▶ Что сделать
A: Определите, соответствуют ли исходному тексту утверждения (i) Саблин окончил Военно-политическую академию с отличием; (ii) Евтушенко согласился на встречу; (iii) начальником факультета был адмирал Горелкин. На каждое ответьте «да» или «нет» и приведите точную цитату из текста, которая это решает.
B: Ответьте по исходному тексту, в каком месяце и году имя Саблина вырубили зубилом с белого мрамора.

▶ Исходный текст
• • • •

Могу представить себе, какой выговор вкатили потом Сизову по партийной линии — «за утрату политической бдительности»!
«Я никогда не был высокого мнения о политработниках послевоенного времени, так как они, как правило, очень недалёкие в рассуждениях, много думают о личном благе и мало о деле, бездельники и болтуны, иногда очень красивые болтуны, и они, как правило, не пользуются авторитетом среди личного состава. Учёба в академии утвердила меня, моё мнение в том. Окружение было очень плохое. Постоянные интриги, споры между собой, стремление выслужиться перед начальниками, склоки. Это — в основе. Хотя человек десять были порядочными, в определённых пределах, товарищами. Начальник факультета адмирал Горелкин поощрял такую обстановку среди слушателей, не терпел противоречащих, но умел очень возвышенно говорить о партийной принципиальности… Я, естественно, побаивался выходить на беседы с такими вопросами, так как можно было далеко зайти в споре и в итоге выйти из академии… К сожалению, в Москве я не видел щели хотя бы, в которую можно было высунуть голову, чтобы подышать свежим воздухом свободной мысли, чтобы где-то можно было высказать свои мысли, поговорить. Были попытки найти мыслящих людей вне академии. Год я вёл группу партшколы на заводе „Динамо“, пытался вызвать на откровенность некоторых рабочих. Но они критиковали начальство заводское, порядки, но не более. Стал членом общества „Знание“ от Краснопресненского райкома партии, ездил с лекциями по Москве… Чувствовал, когда читал лекции, отчуждение аудитории, когда говорил о цифрах пятилетки, призывах партии… Была встреча у меня с начальником цеха завода „Динамо“ в домашней обстановке. Оказался мелким человеком… Пытался встретиться с поэтом Евтушенко. Мне нравится его гражданственная стихия. Но он уклонился от встречи, так как собирался улетать в Японию…»
Военно-политическую академию Саблин окончил с отличием, имя его было выбито на белом мраморе в ряду тех, кем гордилась академия. В ноябре 1975 года его поспешно вырубили зубилом. Те, кто отдавал этот приказ, думали, что история — это мраморная доска, навечно отданная им в цензуру…
Мы всё видели, всё понимали, посмеивались анекдотам о густых бровях Брежнева — усах Сталина, поднятых на должную высоту, о том, что в Москве-реке начаты промеры для крейсера «Аврора», — и ждали, когда нам объявят перестройку, а вместе с ней и эпоху гласности. Он ждать не захотел.

• • • •

▶ Содержимое набора данных

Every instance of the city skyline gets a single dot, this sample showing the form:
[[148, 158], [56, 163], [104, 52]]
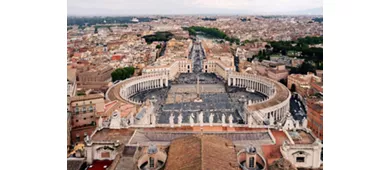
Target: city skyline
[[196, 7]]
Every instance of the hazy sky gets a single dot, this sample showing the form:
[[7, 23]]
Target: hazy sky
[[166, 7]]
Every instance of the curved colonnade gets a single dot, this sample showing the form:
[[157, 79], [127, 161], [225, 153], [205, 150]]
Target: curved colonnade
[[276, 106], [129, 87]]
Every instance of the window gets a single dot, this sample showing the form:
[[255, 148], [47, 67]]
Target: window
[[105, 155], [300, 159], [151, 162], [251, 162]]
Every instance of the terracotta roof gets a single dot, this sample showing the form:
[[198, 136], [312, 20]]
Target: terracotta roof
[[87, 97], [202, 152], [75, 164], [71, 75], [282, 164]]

• • • •

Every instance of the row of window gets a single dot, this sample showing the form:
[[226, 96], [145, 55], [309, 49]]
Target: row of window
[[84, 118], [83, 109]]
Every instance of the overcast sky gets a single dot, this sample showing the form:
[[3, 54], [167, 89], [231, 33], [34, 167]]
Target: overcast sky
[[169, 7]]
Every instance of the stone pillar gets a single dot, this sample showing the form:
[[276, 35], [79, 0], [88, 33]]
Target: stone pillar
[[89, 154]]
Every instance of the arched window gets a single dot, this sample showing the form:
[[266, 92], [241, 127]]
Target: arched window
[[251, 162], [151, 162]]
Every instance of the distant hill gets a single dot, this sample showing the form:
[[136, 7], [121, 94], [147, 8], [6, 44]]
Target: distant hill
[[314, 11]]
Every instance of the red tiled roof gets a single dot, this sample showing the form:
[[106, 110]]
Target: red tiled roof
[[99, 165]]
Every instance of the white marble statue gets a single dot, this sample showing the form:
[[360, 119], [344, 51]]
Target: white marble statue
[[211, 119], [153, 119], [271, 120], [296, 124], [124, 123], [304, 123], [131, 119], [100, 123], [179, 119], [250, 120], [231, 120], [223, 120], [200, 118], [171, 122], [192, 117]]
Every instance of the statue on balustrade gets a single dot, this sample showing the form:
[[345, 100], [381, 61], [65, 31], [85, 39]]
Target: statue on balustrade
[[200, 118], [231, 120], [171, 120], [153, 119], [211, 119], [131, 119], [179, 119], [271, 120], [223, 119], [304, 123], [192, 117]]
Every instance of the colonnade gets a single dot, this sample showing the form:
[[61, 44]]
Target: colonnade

• • • •

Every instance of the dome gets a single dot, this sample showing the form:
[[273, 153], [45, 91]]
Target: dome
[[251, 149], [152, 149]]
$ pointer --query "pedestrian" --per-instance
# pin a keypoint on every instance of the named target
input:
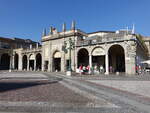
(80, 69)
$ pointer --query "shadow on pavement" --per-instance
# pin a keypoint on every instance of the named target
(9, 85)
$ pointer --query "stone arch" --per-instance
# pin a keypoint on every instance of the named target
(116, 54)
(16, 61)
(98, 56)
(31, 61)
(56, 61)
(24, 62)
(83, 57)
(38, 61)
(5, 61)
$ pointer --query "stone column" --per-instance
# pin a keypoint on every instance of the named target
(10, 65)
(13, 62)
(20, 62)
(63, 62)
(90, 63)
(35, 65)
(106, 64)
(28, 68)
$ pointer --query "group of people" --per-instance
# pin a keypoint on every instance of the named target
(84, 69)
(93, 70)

• • • •

▶ Письменные ответы
A:
(i) Да: «Военно-политическую академию Саблин окончил с отличием».
(ii) Нет: «Но он уклонился от встречи, так как собирался улетать в Японию».
(iii) Да: «Начальник факультета адмирал Горелкин».

B: В ноябре 1975 года.